* [EXERCISE TASK A]:
Repeat word for word the lines of the listing from the line containing "Would you be able to point out the rocky" through the end of the listing, including both the first and last lines.

Raheem Sterling and Jorginho decisions were right, insists Uefa’s referee chief

Roberto Rosetti backs the calls made by Danny Makkelie and Bjorn Kuipers at Wembley

England’s  Jack Grealish  is challenged by Jorginho of Italy during the  Euro 2020 final at Wembley. Photograph:  John Sibley/Getty Images
England’s Jack Grealish is challenged by Jorginho of Italy during the Euro 2020 final at Wembley. Photograph: John Sibley/Getty Images

The head of referees at Euro 2020 has defended Danny Makkelie for awarding Raheem Sterling a penalty in England's semi-final and Bjorn Kuipers's decision not to send off Italy's Jorginho for a challenge on Jack Grealish in the final.

Roberto Rosetti backed the calls by showing footage and slides and explaining why VAR had not corrected either. Sterling's spot-kick came in extra time with England drawing 1-1 with Denmark after Makkelie adjudged Joakim Mæhle to have brought down the forward. Harry Kane's penalty was saved but he scored the winner from the rebound.

* [EXERCISE TASK B]:
According to the article on the Euro 2020 refereeing decisions, who scored England's winner against Denmark, and how?

(Excerpts from point annotation data)

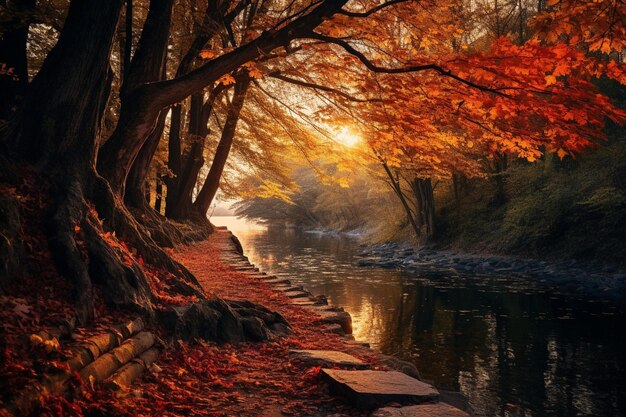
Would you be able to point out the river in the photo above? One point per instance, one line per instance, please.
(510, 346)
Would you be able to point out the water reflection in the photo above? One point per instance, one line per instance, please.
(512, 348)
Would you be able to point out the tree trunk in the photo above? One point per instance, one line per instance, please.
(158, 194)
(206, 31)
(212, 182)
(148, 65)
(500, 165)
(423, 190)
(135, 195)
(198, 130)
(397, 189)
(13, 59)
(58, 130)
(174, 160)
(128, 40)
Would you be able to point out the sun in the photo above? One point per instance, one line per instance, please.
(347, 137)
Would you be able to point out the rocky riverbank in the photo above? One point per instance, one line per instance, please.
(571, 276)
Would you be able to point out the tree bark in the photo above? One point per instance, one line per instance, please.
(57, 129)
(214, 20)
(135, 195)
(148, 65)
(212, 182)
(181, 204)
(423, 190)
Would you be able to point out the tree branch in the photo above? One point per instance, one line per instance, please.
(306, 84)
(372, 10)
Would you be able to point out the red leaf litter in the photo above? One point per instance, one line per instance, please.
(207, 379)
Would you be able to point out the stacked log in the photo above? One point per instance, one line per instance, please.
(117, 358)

* [PROBLEM SOLUTION A]:
Would you be able to point out the rocky riverbank in the photo above? One point per instance, one line per instance, please.
(571, 276)
Would you be able to point out the tree bark in the photo above? One point per instance, one line per instance, please.
(57, 129)
(214, 20)
(135, 195)
(148, 65)
(212, 182)
(181, 204)
(423, 190)
Would you be able to point out the tree branch in the photo above? One point per instance, one line per instance, please.
(306, 84)
(372, 10)
Would you be able to point out the red leaf litter in the photo above? One point per instance, one line per instance, please.
(207, 379)
Would you be able to point out the stacked log in the photo above? One point per instance, one line per instance, please.
(117, 358)

* [PROBLEM SOLUTION B]:
Harry Kane scored the winner from the rebound after his penalty was saved.